» Aim of the exercise
Reproduce all the data, character for character.

» Available records
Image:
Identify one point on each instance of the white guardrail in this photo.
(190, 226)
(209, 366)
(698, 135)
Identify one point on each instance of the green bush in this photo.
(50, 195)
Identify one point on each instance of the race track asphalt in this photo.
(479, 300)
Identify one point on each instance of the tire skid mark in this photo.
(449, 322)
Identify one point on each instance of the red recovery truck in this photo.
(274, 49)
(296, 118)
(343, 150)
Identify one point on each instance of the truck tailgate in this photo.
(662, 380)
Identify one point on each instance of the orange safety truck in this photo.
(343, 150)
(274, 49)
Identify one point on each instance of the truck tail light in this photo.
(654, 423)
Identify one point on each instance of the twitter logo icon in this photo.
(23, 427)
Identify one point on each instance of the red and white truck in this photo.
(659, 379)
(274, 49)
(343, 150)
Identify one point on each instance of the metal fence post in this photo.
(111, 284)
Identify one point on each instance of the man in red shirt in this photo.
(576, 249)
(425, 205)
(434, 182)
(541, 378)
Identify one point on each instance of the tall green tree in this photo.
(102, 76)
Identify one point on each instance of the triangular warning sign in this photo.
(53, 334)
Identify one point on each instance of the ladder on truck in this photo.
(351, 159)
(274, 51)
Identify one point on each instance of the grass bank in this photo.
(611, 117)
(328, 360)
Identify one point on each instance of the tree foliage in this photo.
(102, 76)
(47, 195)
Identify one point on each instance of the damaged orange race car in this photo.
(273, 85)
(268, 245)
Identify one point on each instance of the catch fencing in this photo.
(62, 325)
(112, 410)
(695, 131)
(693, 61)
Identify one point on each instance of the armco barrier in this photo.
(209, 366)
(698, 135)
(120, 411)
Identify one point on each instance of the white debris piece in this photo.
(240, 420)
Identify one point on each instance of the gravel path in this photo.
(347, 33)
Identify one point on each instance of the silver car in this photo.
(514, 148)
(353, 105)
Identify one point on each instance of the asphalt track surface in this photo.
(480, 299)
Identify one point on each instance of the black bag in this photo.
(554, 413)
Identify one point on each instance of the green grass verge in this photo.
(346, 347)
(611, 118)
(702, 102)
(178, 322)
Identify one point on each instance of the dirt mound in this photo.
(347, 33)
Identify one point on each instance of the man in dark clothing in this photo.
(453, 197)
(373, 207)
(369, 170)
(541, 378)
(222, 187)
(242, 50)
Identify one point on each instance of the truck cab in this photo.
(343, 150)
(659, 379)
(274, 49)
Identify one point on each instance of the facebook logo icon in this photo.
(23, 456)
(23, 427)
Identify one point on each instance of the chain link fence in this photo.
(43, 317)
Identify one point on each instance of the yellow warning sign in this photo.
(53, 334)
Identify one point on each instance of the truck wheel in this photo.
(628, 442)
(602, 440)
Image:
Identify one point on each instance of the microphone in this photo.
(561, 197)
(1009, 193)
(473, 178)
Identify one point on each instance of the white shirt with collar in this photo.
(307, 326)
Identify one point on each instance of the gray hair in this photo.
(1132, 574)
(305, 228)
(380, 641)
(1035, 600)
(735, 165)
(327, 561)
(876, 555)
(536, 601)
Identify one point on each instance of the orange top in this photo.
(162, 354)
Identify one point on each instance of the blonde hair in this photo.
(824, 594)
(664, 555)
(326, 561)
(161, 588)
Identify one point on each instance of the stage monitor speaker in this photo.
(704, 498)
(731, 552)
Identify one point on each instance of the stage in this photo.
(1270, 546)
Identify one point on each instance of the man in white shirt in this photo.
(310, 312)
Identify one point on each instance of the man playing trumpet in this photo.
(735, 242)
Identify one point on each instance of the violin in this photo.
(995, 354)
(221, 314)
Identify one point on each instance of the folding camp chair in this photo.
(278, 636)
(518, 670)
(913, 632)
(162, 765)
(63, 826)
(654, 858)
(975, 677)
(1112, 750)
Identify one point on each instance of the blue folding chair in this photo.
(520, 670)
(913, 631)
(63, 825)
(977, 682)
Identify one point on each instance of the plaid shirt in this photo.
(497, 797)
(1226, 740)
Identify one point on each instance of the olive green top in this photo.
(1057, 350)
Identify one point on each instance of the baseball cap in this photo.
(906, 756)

» Solved exercise
Image:
Identify one point on each instance of the white guardrail in this photo.
(190, 226)
(209, 366)
(698, 135)
Identify one point on each instance of the green bush in this photo.
(50, 195)
Identify one point on each instance of the race track asphalt in this photo.
(479, 300)
Identify one point on each instance of the tire skid mark in this photo.
(449, 322)
Identify one point on each instance of the red recovery truck in this photo.
(274, 49)
(296, 118)
(343, 150)
Identify one point on each instance of the truck tailgate in this photo.
(662, 380)
Identify one point on each instance of the orange safety truck in this photo.
(343, 150)
(274, 49)
Identify one point on each instance of the truck tail light in this photo.
(654, 423)
Identify one point on each instance of the twitter logo icon in this photo.
(23, 427)
Identify one point on each instance of the red and white truck in this photo.
(659, 379)
(274, 49)
(343, 150)
Identify one point on each instance of the metal fence post in this photo.
(111, 284)
Identify one point on each instance of the man in red shirt in this photo.
(576, 249)
(425, 205)
(434, 182)
(541, 378)
Identify one point on each instance of the tall green tree in this photo.
(102, 76)
Identify one point on each instance of the triangular warning sign in this photo.
(53, 334)
Identify one point on each instance of the ladder on truck in this photo.
(351, 159)
(274, 51)
Identify one point on each instance of the grass bank in this photo.
(611, 117)
(328, 360)
Identify one point on each instance of the tree foliage in this photo.
(102, 76)
(47, 195)
Identify one point on each instance of the damaged orange race car in this photo.
(273, 85)
(268, 245)
Identify one point on each instance of the catch fencing in this photo.
(62, 325)
(112, 410)
(695, 131)
(693, 61)
Identify one point on each instance of the armco barrier in this photo.
(209, 366)
(698, 135)
(120, 411)
Identify one point on each instance of the white debris piece in this photo.
(240, 420)
Identify one point on each instance of the gravel path in this photo.
(347, 33)
Identify one point on each instance of the silver car in this photo.
(514, 148)
(353, 105)
Identify one point on each instance of the asphalt track surface in this photo.
(480, 299)
Identify one point on each instance of the black bag in this photo.
(554, 413)
Identify one point on each instance of the green grass verge in this photo.
(346, 347)
(611, 118)
(702, 102)
(178, 322)
Identify one point on each instance of the dirt mound in this photo.
(347, 33)
Identify one point on each instance of the man in dark clothing in this photo.
(453, 197)
(373, 207)
(369, 170)
(541, 378)
(222, 187)
(242, 50)
Identify one point on each instance of the truck cab in this photo.
(343, 150)
(659, 379)
(274, 49)
Identify one point on each instance of the facebook logo icon in this photo.
(23, 456)
(23, 427)
Identify one point on each instance of the chain link fence in this photo.
(43, 317)
Identify one point on each instance of the yellow warning sign in this photo.
(53, 334)
Identify one point on each instance of the truck wheel in this photo.
(628, 442)
(602, 440)
Image:
Identify one point on each instance of the microphone in this photo.
(561, 197)
(1009, 193)
(473, 178)
Identify one point on each instance of the white shirt with collar in this photo.
(307, 326)
Identify one point on each instance of the gray hair in this photo.
(1132, 574)
(305, 228)
(380, 641)
(1035, 600)
(735, 165)
(327, 561)
(876, 555)
(536, 601)
Identify one point on each instance of the orange top in this photo.
(162, 354)
Identify one point on each instance of the blonde hair in this photo.
(824, 594)
(664, 555)
(326, 561)
(161, 588)
Identify one point on each instance of the stage monitor speaker in this photo.
(704, 498)
(731, 552)
Identify one point on each instance of the stage in this photo.
(1270, 546)
Identify one point on each instance of the man in white shirt in this photo.
(310, 312)
Identify one point on each instance of the man playing trumpet in this photo.
(735, 242)
Identify one point on each instance of the violin in this photo.
(995, 354)
(221, 314)
Identify one point on each instance of the folding camp chair in this photo.
(278, 636)
(518, 670)
(913, 632)
(162, 765)
(63, 826)
(654, 858)
(975, 677)
(1112, 750)
Identify one point on each instance of the blue folding chair in this photo.
(520, 670)
(913, 631)
(63, 825)
(977, 682)
Identify one point on each instance of the plaid shirt in this photo.
(497, 797)
(1226, 740)
Identify one point on each instance of the olive green top in this photo.
(1057, 350)
Identify one point on each instance of the baseball cap in this photo.
(906, 756)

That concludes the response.